Work instructions — Would you transcribe all of the entries that follow, word for word?

Data excerpts —
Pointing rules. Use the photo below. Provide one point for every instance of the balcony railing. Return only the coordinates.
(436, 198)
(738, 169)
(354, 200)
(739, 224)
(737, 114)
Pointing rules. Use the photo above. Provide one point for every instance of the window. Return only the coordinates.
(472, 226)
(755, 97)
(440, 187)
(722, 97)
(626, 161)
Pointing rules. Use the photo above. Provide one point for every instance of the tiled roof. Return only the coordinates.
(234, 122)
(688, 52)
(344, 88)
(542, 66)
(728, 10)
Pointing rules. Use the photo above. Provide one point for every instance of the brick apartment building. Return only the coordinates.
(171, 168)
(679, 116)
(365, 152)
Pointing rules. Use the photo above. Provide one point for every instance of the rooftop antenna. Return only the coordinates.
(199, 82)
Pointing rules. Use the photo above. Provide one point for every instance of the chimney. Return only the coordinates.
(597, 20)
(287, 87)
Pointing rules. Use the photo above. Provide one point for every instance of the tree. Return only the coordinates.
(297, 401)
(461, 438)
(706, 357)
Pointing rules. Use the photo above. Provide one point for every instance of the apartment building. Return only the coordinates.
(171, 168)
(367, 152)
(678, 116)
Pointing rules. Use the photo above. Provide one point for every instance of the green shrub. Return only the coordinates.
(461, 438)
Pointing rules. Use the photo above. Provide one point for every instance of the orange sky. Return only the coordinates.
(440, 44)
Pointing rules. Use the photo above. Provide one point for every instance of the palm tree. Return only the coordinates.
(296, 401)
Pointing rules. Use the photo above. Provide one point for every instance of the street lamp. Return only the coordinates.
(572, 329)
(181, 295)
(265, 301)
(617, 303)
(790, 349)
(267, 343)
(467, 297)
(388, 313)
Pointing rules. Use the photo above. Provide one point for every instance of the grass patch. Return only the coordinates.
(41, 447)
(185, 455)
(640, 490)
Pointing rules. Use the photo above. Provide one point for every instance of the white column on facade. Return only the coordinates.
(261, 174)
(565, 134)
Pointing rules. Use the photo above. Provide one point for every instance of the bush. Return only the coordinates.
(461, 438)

Answer to the problem —
Pointing rules. Use the photo below. Provide one point for every instance of the balcony railing. Return only the coordinates.
(436, 198)
(738, 169)
(354, 200)
(739, 224)
(737, 114)
Pointing rules. Use the photo above. Provide one point for every instance of the window. Return only the coordinates.
(472, 226)
(755, 97)
(440, 187)
(722, 97)
(626, 161)
Pointing rules. Use the photo above. Provide one point for every instance of the tiled roof. Return only the coordinates.
(234, 122)
(688, 52)
(344, 88)
(542, 66)
(728, 10)
Pointing rules. Use the photo above. Provide one point for every instance of the brick apartment building. Return only the coordinates.
(171, 168)
(679, 116)
(365, 152)
Pointing rules. Use the photo above. Provide one point for every instance of the rooftop antenna. Return only the coordinates.
(199, 82)
Pointing rules. Use the photo above. Provide one point for every instance of the chimney. Return only the coordinates.
(597, 20)
(287, 87)
Pointing rules. Use the photo above. Provide one point for every instance of the tree. Return only the coordinates.
(297, 401)
(461, 438)
(706, 357)
Pointing rules. Use the photo above. Provide one point for every instance of the apartment building. Return only the coordinates.
(171, 168)
(367, 152)
(678, 116)
Pointing rules. Use the photo above. Provide one point for every instance of the green shrub. Return only the coordinates.
(461, 438)
Pointing rules. Use the photo above. Provide one point for every instance of the orange sky. Return only the coordinates.
(440, 44)
Pointing rules. Use the photo above. Provide one point for every instance of the palm tree. Return only the coordinates.
(296, 401)
Pointing rules. Use the photo above. Provide one point for every instance of the street lamp. Return only the coordinates.
(572, 329)
(181, 295)
(265, 301)
(617, 303)
(790, 349)
(267, 343)
(467, 297)
(388, 313)
Pointing rules. Use the photo above. Provide one point for every instance of the grass patch. Return only the coordinates.
(41, 447)
(185, 455)
(640, 490)
Pointing rules. Use the photo above. Provide one point for every instance of the white column on facade. Return only the coordinates.
(261, 174)
(565, 134)
Pointing rules. Use the photo above. Provide one point for every instance of the bush. Return only the coordinates.
(461, 438)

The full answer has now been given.